[Opening PROVIDED ENTRIES section]
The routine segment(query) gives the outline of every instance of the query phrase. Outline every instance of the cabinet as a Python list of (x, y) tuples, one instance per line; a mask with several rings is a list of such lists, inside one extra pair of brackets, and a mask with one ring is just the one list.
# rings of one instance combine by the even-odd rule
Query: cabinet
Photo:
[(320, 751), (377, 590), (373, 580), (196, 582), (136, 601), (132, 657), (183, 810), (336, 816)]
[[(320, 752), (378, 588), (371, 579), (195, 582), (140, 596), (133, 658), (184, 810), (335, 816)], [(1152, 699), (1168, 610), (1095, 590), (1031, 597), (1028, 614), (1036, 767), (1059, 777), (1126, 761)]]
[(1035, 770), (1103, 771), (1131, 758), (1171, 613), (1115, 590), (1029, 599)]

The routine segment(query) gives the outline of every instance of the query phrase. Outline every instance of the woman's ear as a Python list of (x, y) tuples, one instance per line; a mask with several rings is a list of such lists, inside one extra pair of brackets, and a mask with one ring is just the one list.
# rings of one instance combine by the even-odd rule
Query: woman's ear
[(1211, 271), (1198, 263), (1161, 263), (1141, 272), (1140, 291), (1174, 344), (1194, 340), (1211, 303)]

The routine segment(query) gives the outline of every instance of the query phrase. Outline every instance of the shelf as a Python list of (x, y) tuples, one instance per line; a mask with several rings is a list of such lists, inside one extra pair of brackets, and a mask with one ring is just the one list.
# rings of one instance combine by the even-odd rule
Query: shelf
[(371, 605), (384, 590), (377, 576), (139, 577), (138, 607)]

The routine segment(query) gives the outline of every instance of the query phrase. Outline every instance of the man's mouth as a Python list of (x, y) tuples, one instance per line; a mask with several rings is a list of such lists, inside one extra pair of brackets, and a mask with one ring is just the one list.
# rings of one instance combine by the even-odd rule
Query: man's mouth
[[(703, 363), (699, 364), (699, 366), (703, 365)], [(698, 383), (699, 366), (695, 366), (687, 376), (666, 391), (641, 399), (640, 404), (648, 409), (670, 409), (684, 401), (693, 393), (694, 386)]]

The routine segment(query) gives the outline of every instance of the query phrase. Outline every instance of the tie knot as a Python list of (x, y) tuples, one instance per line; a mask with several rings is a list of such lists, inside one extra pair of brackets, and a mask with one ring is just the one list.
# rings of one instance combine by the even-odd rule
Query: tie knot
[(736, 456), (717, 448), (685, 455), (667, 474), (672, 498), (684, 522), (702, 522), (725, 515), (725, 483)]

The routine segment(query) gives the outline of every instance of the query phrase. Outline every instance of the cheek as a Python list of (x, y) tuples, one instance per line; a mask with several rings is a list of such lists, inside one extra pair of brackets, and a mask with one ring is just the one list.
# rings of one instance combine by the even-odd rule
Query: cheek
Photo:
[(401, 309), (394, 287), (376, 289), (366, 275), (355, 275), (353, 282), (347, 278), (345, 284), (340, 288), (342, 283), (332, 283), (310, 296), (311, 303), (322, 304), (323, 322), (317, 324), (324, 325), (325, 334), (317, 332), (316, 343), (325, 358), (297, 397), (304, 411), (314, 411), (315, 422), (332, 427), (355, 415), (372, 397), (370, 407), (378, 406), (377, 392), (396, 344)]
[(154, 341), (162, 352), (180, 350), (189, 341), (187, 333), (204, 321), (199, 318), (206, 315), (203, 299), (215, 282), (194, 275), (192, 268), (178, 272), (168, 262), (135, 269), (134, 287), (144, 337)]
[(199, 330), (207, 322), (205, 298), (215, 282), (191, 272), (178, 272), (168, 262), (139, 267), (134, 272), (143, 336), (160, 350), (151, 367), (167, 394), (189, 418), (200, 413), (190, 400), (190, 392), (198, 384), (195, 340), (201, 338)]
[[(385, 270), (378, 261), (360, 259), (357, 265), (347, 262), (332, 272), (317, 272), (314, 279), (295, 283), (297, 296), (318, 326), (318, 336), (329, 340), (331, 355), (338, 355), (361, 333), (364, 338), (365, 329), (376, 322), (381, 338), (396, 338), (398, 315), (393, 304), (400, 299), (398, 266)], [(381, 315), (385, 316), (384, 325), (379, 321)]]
[Closing PROVIDED ENTRIES section]
:: ASSIGNMENT ::
All records above must be returned exactly as they appear.

:: ANSWER SECTION ::
The routine segment(query) gives the outline of every instance of the query phrase. Outline every instance of the cabinet as a Python list of (x, y) tuples, one instance per line; a mask with several rings is a list of such lists, inside one extra pair of brackets, and a mask with one ring is just the one list.
# rings of one instance combine by the even-odd rule
Query: cabinet
Photo:
[(320, 751), (377, 590), (373, 580), (196, 582), (136, 601), (132, 657), (183, 810), (336, 816)]
[[(320, 752), (378, 588), (371, 579), (195, 582), (140, 596), (133, 658), (184, 810), (335, 816)], [(1152, 699), (1168, 610), (1095, 590), (1031, 597), (1028, 614), (1036, 767), (1059, 777), (1126, 761)]]
[(1035, 770), (1103, 771), (1131, 758), (1171, 613), (1115, 590), (1029, 599)]

The routine segment(query) gives the outline of every instance of the query phrase. Outline every instance of the woman's ear as a Python list of (x, y) tuples, one instance per line; a mask with several rings is a list of such lists, inside one extra pair of brackets, and a mask with one ring is just the one list.
# rings of one instance combine by the even-odd rule
Query: woman's ear
[(1211, 271), (1198, 263), (1161, 263), (1141, 272), (1140, 291), (1174, 344), (1194, 340), (1211, 303)]

The routine segment(query) gives the outline of every instance of the query phrase. Outline every instance of the shelf as a Python list of (x, y) tuples, one instance per line; a mask with several rings is a list of such lists, inside one extra pair of brackets, and a mask with one ring is just the one list.
# rings of one instance combine by the even-odd rule
Query: shelf
[(371, 605), (384, 590), (377, 576), (139, 577), (138, 607)]

The routine segment(query) gives the outline of every instance of the query phrase. Outline every instance of the man's mouth as a Python list of (x, y) tuples, one instance per line; a mask with several rings is a list of such lists, inside one extra pair of brackets, and a mask with one ring is just the one list.
# rings of one instance combine by the even-odd rule
Query: man's mouth
[[(703, 363), (699, 364), (699, 366), (703, 365)], [(698, 383), (699, 366), (695, 366), (687, 376), (666, 391), (641, 399), (640, 404), (648, 409), (670, 409), (684, 401), (693, 393), (694, 386)]]

The routine segment(query) gives the outline of every instance of the query phrase. Outline every instance of the tie knot as a Python list of (x, y) tuples, one instance per line; a mask with several rings is a list of such lists, inside one extra pair of brackets, and a mask with one ring is just the one list.
# rings of one instance combine by the even-odd rule
Query: tie knot
[(736, 456), (717, 448), (685, 455), (667, 474), (672, 498), (684, 522), (702, 522), (725, 515), (725, 483)]

The routine segment(query) gives the outline of every instance of the query phrase. Outline every instance of the cheek as a Python list of (x, y) tuples, one instance per line; a mask with several rings is a list of such lists, inside one extra pair of brackets, and a mask with one ring is just the one list.
# rings of one instance combine by the even-odd rule
Query: cheek
Photo:
[(401, 309), (394, 287), (376, 289), (366, 275), (355, 275), (353, 282), (347, 278), (345, 284), (340, 288), (342, 283), (332, 283), (310, 296), (311, 303), (322, 304), (323, 322), (317, 324), (324, 325), (325, 334), (317, 332), (316, 343), (325, 358), (297, 397), (304, 411), (314, 411), (315, 422), (332, 427), (355, 415), (372, 397), (370, 407), (378, 406), (377, 392), (396, 344)]
[(154, 341), (162, 352), (180, 350), (189, 341), (187, 333), (204, 321), (199, 318), (206, 315), (203, 299), (215, 282), (194, 275), (192, 268), (178, 272), (168, 262), (135, 269), (134, 287), (144, 337)]
[(199, 330), (207, 322), (205, 298), (215, 282), (191, 272), (178, 272), (168, 262), (139, 267), (134, 272), (143, 336), (160, 350), (151, 367), (167, 394), (189, 418), (200, 413), (190, 400), (190, 392), (198, 384), (195, 340), (201, 338)]
[[(385, 270), (378, 261), (360, 259), (357, 265), (347, 262), (332, 272), (317, 272), (314, 279), (295, 283), (297, 296), (318, 326), (318, 336), (329, 340), (331, 355), (338, 355), (361, 333), (364, 338), (365, 329), (376, 322), (381, 338), (396, 338), (398, 315), (393, 304), (400, 299), (398, 266)], [(381, 315), (385, 316), (384, 325), (379, 321)]]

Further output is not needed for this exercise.